■ AUFGABE 1 ■
Benenne in den Datenzeilen, im Abschnitt von ihrem Anfang bis einschließlich der Zeile mit „left=875, top=218, right=970, bottom=285“, den Ausdruck „dark curly hair“ in „black curly hair“ um. Gib nur diesen Abschnitt wieder und lass alles andere darin unverändert.
_ _ _
Bunt ist nicht nur die Regenbogenfahne, die auf dem Tisch im „Watz“ liegt. Vor allem die neun Menschen sind es, die an diesem Abend Farbe ins Spiel bringen. Am Donnerstag fand nämlich der erste Queer-Stammtisch im Talkessel statt. Wer dahinter steckt und wie es weitergehen soll.

Berchtesgaden – Organisiert wird der Stammtisch vom gerade erst gegründeten Kollektiv Queersteiger. „Wir wollen damit queere Menschen besser in die Gesellschaft integrieren und einen Safe Place schaffen“, sagt der Berchtesgadener Moritz Maschinsky. Abgeschaut haben sich die Queersteiger den Stammtisch vom österreichischen Verein Heublumen, der sich speziell für die LGBTQAI+-Community am Land einsetzt, grenzübergreifend agiert und die Queersteiger unterstützt.

„Unser Stammtisch reist zu verschiedenen kleineren Orten: Unken, Saalfelden, Oberdrauburg und jetzt auch Berchtesgaden“, erklärt Oskar Saitz. Um auch außerhalb der Community – etwa bei Eltern und Arbeitgebern - für Aufklärung zu sorgen, organisiert der Verein noch sogenannte Queer-Talks, also Podiumsdiskussionen. Diese sollen auch bald in Berchtesgaden stattfinden.
_ _ _
■ AUFGABE 2 ■
Setze bitte den Text über den Queer-Stammtisch in Berchtesgaden fort.

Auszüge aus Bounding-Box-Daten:
_ _ _
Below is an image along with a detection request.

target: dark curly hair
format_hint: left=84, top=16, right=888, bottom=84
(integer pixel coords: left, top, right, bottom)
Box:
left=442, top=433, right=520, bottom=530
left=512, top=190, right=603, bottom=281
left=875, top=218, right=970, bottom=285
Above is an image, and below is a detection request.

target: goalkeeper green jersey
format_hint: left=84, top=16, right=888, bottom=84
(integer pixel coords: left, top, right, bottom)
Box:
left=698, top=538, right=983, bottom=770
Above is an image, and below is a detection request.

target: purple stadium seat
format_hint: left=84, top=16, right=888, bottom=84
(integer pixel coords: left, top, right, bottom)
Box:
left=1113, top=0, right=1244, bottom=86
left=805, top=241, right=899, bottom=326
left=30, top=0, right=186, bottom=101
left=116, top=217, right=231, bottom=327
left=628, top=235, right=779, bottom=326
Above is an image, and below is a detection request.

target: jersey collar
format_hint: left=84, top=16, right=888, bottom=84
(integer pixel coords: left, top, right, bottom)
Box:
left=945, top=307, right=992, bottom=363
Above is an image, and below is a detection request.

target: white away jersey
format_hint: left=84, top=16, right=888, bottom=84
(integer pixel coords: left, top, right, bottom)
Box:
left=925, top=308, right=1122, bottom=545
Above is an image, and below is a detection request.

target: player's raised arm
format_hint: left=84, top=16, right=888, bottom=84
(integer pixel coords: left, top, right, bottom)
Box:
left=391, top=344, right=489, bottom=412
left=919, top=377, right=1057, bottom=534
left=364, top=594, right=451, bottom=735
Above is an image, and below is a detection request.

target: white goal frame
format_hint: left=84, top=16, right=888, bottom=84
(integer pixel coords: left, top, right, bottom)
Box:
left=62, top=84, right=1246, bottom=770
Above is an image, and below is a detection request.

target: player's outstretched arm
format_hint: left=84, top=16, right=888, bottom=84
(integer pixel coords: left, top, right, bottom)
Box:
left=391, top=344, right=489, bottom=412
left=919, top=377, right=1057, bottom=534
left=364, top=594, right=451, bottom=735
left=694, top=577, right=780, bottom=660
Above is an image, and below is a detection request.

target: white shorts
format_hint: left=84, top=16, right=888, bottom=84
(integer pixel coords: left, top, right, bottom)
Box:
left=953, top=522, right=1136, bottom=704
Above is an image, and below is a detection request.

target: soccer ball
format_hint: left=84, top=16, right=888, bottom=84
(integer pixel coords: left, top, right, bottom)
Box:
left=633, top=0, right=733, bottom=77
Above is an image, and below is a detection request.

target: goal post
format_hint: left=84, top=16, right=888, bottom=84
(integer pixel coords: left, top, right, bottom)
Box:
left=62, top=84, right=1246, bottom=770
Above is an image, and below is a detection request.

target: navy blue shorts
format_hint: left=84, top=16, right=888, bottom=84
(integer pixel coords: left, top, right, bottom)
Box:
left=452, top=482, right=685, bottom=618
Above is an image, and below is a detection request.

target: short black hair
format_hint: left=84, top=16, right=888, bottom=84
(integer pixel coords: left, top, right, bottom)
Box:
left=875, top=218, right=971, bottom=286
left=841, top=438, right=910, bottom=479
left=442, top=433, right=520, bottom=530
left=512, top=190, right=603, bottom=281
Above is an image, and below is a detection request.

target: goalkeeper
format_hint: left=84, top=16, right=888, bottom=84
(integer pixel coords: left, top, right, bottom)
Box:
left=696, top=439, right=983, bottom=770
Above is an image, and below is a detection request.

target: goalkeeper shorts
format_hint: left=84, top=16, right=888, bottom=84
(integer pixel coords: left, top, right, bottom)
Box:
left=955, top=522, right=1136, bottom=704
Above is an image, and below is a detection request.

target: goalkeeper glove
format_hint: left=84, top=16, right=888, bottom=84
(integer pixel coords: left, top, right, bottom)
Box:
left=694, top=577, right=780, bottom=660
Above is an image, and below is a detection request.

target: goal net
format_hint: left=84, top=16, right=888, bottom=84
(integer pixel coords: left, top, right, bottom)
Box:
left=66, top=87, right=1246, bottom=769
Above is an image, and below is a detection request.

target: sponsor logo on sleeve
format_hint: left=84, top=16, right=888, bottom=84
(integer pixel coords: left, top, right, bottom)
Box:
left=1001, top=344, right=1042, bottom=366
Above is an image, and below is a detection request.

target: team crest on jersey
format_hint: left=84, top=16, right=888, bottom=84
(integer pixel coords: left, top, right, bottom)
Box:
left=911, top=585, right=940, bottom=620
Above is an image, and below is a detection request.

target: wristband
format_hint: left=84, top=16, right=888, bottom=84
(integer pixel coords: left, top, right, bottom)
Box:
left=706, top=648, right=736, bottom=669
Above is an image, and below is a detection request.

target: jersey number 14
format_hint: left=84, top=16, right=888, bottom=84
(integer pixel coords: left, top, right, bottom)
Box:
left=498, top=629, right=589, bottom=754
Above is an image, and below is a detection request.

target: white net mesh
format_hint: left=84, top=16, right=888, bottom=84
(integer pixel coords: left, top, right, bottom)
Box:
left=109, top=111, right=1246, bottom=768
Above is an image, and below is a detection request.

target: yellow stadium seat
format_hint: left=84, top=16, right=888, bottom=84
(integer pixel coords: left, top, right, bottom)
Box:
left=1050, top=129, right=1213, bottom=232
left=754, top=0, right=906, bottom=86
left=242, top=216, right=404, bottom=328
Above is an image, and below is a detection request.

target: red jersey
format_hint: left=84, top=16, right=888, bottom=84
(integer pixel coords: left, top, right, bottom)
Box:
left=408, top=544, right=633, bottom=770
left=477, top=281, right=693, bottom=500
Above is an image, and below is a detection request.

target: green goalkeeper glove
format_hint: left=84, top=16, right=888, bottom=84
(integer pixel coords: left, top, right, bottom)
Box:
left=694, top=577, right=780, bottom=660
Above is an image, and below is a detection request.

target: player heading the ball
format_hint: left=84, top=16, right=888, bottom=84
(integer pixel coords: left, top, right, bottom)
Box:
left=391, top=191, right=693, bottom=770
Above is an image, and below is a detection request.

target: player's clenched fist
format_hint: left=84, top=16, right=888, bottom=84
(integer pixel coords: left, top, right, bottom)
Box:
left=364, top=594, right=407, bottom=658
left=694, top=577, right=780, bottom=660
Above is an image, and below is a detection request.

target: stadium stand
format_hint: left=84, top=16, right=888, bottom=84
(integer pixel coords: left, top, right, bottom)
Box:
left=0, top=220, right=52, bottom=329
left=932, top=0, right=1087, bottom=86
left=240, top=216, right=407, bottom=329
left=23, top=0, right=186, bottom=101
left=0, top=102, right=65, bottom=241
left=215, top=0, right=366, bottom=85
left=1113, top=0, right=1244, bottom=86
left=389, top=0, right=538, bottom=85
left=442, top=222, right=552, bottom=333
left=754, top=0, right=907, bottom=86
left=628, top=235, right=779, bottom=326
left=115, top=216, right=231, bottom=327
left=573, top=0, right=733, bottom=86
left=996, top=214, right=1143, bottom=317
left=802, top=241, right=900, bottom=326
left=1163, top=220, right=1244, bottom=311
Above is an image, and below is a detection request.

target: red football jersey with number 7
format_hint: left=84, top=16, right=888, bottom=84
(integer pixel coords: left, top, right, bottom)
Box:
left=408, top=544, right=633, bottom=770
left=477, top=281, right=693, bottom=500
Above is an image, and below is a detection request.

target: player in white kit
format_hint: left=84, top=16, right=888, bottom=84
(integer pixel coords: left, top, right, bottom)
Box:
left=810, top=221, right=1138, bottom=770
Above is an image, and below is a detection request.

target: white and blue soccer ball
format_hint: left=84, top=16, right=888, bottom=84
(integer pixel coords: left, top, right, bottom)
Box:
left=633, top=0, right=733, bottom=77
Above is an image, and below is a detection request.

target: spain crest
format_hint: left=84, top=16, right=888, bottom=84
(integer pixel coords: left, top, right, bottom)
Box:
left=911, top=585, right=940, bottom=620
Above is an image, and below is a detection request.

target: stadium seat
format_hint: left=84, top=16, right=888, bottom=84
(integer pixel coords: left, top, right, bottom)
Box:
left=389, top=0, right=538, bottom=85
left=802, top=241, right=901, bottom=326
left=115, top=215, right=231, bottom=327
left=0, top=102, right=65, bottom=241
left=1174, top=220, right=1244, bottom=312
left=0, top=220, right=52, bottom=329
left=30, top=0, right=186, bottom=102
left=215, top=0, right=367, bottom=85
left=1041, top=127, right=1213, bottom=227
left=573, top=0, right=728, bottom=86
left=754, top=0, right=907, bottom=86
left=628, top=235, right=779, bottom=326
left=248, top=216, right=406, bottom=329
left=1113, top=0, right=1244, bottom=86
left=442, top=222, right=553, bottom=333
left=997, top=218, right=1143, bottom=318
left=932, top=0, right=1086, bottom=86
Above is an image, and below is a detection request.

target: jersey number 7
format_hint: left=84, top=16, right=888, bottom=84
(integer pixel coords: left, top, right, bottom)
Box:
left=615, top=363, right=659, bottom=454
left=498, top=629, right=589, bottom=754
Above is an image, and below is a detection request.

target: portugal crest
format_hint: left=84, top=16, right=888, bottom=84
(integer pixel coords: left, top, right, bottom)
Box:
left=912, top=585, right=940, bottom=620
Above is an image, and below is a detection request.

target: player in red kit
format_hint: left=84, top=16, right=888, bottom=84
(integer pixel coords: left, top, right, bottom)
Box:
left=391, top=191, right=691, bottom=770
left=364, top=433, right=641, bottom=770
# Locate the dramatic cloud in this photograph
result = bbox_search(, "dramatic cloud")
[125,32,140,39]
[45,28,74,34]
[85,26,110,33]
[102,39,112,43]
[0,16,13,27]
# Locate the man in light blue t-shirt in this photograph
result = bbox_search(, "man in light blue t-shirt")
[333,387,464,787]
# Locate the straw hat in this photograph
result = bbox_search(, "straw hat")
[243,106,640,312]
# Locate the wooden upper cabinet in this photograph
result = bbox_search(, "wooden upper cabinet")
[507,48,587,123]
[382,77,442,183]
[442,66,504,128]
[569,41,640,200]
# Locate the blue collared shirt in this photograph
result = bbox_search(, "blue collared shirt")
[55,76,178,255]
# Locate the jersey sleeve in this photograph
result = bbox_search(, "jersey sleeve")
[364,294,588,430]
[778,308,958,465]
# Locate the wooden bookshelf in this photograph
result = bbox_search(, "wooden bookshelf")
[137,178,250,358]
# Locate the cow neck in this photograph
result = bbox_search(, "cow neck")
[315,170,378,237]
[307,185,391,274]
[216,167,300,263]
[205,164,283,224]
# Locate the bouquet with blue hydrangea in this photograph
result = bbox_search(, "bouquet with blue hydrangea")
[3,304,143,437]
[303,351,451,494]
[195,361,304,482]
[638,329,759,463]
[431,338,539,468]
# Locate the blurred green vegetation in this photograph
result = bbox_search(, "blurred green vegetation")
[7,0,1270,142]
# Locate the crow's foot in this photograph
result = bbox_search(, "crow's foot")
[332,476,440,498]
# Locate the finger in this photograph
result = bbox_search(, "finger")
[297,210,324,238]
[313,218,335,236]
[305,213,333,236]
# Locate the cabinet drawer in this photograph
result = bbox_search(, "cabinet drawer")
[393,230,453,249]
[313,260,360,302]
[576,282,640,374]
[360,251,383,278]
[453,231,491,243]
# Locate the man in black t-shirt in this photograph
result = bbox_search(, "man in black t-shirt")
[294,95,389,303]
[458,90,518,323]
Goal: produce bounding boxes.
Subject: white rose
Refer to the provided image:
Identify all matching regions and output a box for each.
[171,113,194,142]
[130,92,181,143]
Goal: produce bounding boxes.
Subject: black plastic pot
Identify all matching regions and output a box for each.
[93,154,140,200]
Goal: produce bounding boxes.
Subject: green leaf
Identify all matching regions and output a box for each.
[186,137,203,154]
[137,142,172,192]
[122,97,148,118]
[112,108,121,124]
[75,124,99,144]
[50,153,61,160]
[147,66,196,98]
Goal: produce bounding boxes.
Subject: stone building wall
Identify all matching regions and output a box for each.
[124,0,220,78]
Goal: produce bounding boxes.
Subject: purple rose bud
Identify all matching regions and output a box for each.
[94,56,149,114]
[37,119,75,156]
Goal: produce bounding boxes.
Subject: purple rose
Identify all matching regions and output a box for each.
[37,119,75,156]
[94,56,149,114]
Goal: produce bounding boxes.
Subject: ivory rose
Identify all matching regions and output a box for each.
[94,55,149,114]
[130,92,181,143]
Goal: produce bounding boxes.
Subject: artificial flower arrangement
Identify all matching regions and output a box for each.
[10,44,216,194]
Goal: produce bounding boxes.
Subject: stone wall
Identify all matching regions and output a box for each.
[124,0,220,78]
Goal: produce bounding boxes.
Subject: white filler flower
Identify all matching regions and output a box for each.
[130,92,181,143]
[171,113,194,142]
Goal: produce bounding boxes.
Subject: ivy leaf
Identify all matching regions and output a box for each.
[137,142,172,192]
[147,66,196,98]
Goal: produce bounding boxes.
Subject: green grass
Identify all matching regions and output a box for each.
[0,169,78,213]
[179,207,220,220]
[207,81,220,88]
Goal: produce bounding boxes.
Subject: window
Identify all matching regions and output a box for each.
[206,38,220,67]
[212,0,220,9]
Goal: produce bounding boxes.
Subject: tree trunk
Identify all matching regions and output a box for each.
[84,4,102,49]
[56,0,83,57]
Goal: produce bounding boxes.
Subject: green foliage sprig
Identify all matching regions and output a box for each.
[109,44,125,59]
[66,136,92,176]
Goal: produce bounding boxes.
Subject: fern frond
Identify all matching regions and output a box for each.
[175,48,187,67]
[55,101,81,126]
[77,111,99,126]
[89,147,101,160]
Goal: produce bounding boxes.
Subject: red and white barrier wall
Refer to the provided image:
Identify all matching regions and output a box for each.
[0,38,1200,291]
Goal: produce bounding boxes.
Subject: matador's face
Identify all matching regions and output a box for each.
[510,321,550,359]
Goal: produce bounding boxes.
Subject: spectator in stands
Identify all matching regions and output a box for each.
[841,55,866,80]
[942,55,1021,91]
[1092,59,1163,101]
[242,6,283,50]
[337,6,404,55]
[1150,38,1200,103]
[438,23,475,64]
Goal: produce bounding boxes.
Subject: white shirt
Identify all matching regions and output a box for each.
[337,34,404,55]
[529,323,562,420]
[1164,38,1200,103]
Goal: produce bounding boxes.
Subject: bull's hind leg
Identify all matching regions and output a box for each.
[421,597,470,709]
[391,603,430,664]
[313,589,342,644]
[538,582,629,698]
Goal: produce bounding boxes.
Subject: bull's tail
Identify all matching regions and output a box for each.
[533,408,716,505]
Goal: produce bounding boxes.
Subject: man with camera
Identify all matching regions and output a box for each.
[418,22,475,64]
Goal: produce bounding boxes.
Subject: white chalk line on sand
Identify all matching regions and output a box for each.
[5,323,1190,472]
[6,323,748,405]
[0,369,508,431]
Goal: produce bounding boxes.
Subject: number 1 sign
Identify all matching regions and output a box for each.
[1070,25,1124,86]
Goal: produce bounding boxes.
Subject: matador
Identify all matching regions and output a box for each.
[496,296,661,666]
_ _ _
■ ERGEBNIS 1 ■
Below is an image along with a detection request.

target: black curly hair
format_hint: left=84, top=16, right=888, bottom=84
(integer pixel coords: left, top, right, bottom)
Box:
left=442, top=433, right=520, bottom=530
left=512, top=190, right=603, bottom=281
left=875, top=218, right=970, bottom=285

■ ERGEBNIS 2 ■
Queersteiger Moritz Maschinsky (links) und Oskar Saitz von Heublumen beim Queer-Stammtisch in Berchtesgaden

Auch Jakob Palm, Vorsitzender des Kulturvereins „Berchtesgadener Hut“, sitzt mit am Tisch, um seine Unterstützung zu signalisieren. Der „Hut“ möchte den Queersteigern Veranstaltungen ermöglichen und ihnen auch mit dem Vereinskapital unter die Arme greifen. Jakob Palm fasst das, was an dem Abend wohl alle denken, zusammen: „Das Wesentliche, das man einem Menschen mitgeben sollte, ist: ‚Du bist in Ordnung!‘ Diesen Optimismus sollten wir weiter streuen.“

Am Stammtisch werden Erfahrungen geteilt

Dass man sich jedoch als queerer Mensch oft aufgrund der Reaktionen des Umfeldes nicht in Ordnung fühlt, wird im Laufe des Abends auch schnell klar. Spaß und viel Gelächter wechseln sich immer wieder mit ernsten Themen ab. Und zwar dann, wenn die Menschen ihre Erfahrungen teilen. Von Geheimhalten-Müssen ist die Rede, von Ablehnung innerhalb der engsten Familie, von verletzenden Kommentaren auf Social Media. Von Vorurteilen, etwa, dass AIDS eine „Schwulenkrankheit“ sei. Aber auch von dem überraschend erfreulichen Gespräch mit dem Opa, nachdem dieser erfahren hat, dass sich das Enkelkind nonbinär fühlt oder von der tollen Mama, die voll hinter einem steht.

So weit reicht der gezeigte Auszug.